-------- Provided entries --------
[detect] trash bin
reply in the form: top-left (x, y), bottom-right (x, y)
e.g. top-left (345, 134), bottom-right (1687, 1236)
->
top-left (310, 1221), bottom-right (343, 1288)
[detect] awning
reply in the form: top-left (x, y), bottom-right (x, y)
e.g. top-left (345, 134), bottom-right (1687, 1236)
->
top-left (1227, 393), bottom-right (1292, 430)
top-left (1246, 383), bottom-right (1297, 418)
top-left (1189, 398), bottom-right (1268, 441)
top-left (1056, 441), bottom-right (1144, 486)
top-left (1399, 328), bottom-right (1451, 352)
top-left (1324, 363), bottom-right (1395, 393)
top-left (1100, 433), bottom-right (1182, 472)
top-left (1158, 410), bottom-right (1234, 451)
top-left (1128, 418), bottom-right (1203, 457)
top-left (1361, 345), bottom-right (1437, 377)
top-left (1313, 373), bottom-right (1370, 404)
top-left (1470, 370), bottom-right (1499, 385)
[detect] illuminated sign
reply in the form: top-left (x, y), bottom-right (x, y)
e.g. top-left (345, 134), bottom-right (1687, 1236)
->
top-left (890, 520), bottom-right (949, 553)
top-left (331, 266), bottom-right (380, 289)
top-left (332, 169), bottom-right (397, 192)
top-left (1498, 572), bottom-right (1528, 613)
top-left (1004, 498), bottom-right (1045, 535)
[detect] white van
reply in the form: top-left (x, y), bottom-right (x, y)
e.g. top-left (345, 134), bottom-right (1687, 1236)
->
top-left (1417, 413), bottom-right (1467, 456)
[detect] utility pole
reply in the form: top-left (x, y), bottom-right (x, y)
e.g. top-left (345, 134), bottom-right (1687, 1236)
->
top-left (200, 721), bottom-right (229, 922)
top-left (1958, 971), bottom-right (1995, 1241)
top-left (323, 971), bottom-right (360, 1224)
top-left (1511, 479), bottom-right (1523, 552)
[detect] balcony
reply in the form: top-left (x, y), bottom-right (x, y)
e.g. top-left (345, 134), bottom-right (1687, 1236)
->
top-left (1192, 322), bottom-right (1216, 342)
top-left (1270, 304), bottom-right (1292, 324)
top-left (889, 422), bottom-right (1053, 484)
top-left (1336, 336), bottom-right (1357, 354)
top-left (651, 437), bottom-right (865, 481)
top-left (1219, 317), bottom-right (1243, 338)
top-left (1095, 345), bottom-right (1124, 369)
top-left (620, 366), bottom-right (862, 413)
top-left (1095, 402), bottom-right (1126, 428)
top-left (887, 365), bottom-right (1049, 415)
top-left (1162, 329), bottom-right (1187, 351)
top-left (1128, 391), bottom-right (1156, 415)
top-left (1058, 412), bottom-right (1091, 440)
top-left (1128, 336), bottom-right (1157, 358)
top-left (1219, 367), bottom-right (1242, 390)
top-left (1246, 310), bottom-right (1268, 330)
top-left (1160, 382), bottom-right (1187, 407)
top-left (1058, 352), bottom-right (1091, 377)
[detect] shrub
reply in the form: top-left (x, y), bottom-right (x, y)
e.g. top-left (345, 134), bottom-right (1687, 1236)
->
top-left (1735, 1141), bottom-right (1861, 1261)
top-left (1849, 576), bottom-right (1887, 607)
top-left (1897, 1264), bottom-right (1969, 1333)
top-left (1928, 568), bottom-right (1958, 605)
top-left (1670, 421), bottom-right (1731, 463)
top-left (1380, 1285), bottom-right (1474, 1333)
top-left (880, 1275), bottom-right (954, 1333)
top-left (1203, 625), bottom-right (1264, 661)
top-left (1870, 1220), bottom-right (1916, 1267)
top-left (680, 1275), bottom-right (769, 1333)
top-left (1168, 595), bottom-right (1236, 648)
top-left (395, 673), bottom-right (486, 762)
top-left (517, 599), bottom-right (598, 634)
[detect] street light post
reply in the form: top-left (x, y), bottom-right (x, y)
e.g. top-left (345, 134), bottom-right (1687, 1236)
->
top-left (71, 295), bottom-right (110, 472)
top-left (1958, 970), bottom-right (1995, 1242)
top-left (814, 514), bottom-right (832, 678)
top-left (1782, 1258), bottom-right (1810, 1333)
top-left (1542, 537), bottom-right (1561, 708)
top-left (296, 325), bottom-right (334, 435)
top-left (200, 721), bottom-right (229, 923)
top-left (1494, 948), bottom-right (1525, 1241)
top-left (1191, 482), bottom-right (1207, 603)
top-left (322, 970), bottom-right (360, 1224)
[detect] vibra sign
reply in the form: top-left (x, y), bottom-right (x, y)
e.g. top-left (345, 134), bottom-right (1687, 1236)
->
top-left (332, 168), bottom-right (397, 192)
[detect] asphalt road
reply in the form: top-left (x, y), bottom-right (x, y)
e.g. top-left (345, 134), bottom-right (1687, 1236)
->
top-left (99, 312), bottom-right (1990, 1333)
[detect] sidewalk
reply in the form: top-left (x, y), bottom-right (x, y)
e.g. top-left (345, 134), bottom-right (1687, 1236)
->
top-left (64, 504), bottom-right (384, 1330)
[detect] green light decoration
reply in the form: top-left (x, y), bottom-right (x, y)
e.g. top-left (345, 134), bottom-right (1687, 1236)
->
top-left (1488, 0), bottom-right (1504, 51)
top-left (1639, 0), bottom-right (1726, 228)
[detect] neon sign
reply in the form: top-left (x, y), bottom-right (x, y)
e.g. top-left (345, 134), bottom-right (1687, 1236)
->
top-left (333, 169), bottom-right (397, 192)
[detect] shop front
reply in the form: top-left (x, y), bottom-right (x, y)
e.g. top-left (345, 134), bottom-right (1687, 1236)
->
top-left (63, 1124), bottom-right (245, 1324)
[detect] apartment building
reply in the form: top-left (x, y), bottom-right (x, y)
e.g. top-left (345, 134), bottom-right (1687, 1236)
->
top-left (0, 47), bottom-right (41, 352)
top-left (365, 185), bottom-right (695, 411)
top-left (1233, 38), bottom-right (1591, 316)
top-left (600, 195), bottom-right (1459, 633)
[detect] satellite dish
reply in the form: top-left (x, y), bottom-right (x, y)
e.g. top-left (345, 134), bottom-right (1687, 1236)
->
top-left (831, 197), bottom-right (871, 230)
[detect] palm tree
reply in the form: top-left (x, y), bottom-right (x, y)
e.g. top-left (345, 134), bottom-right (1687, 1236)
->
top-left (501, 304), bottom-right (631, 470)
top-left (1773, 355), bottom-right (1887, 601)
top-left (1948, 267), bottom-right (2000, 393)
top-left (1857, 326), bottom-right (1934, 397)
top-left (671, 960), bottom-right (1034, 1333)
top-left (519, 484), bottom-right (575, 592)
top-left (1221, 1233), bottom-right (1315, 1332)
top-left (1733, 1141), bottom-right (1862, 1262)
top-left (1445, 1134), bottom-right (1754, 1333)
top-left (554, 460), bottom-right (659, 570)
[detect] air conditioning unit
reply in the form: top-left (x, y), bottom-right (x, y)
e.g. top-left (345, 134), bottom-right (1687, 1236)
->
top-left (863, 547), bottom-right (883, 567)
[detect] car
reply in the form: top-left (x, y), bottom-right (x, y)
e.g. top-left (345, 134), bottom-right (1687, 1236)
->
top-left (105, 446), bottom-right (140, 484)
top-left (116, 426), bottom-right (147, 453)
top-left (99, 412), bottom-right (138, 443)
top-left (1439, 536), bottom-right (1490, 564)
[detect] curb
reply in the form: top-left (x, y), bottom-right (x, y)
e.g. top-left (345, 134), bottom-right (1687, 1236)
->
--------
> _Prompt_:
Each line above that has the word "sign" must be copied.

> _Answer section_:
[detect] illuminated sign
[detect] vibra sign
[detect] neon sign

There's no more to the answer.